The sovereign wealth fund, also known as PIF, is chaired by Prince Mohammed, who told Bloomberg Businessweek in 2016 that he was part of the first Saudi generation to grow up playing video games. The crown prince credited video games with sparking ingenuity in the Bloomberg Businessweek profile, while telling the New Yorker in 2018 that his favorite diversion is Call of Duty series, Activision’s best-selling franchise.
In November, a subsidiary of the crown prince’s charitable organization -- the Mohamed bin Salman Foundation -- said it purchased a one-third stake in SNK Corp., the Japanese developer of King of Fighters and Samurai Shodown. The charity, also known as the MiSK Foundation, said it would increase its stake to 51% in the future.
The sovereign wealth fund acquired 14.9 million Activision shares with a market value of almost $1.4 billion during the fourth quarter, according to a Form 13F filed with the U.S. Securities and Exchange Commission. Its other purchases included 7.4 million Electronic Arts shares and 3.9 million Take-Two shares worth about $1.1 billion and $826 million, respectively, at the end of December.
Shares of all three game-makers have gained since the third quarter ended, with Activision jumping some 27%, thanks in part to an upbeat earnings report earlier this month. Electronic Arts is up almost 12% and Take-Two has climbed about 18% since Sept. 30, roughly equal to the 17.7% total return for the benchmark S&P 500 index.

Available records
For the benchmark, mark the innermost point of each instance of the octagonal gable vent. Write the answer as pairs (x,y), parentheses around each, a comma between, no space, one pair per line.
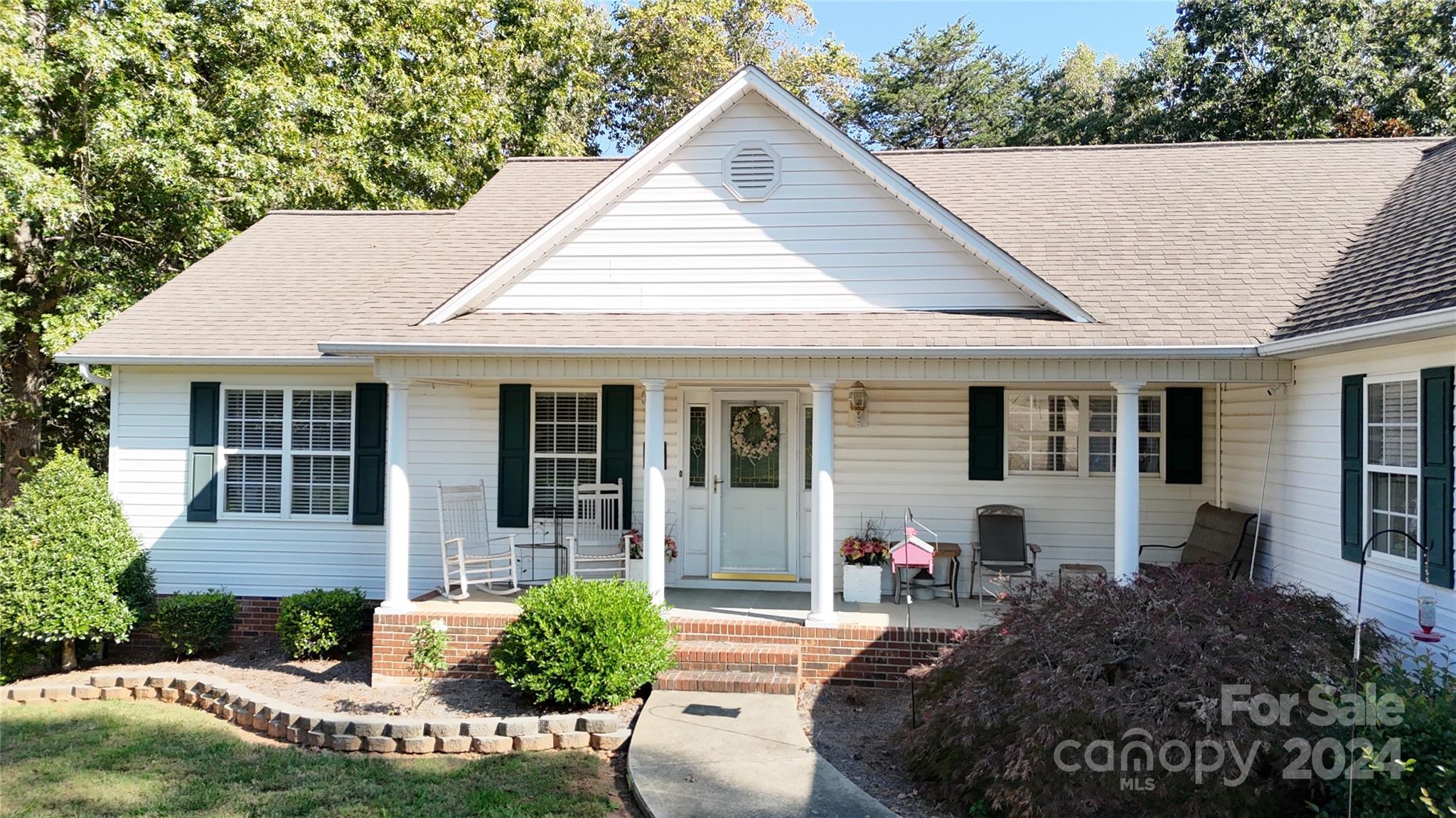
...
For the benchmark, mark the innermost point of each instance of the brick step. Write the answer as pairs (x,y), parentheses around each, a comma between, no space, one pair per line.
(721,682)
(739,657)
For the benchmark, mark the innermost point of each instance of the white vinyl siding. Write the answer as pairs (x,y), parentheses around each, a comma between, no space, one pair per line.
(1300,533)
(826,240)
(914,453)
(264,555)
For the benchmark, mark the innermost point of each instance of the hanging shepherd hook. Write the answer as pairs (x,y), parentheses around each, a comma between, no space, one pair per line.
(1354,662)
...
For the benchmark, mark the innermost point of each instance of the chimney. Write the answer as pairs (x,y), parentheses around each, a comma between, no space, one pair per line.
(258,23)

Tasks to perform
A. Name every video game title mentioned in the passage about the Saudi sovereign wealth fund.
B. Locate each line in the entries that contains the string "around", treating uppercase and lowercase as distinct, and copy those lines.

Solutions per task
A.
Call of Duty
King of Fighters
Samurai Shodown

B.
For the benchmark, mark the innermost point of each instance of the octagonal gable vent. Write the answer as pairs (x,y), parentheses around each, a comma between, no space, one pair per line.
For the benchmark, mark the innermost point of each instance of the brick step. Write the answer as pairs (x,y), parentheses around each, a comma between, no space, one pair per line.
For the benchmark, mark the innermost point of each instance of the white vinyl siding. Write the answer as pairs (x,y), parentheses around each, a comma between, no space, one pair per line.
For the benchmark, mark the innermost point of each instance of the hanging shepherd hook. Write the answer as pairs (x,y), parentheses around each, a comma between, no space, one pair per line.
For the benchmark, mark the innermost point of each instance of the chimney. Write the answer as pairs (x,y), parentheses around each, a comma between, no space, one pair per line.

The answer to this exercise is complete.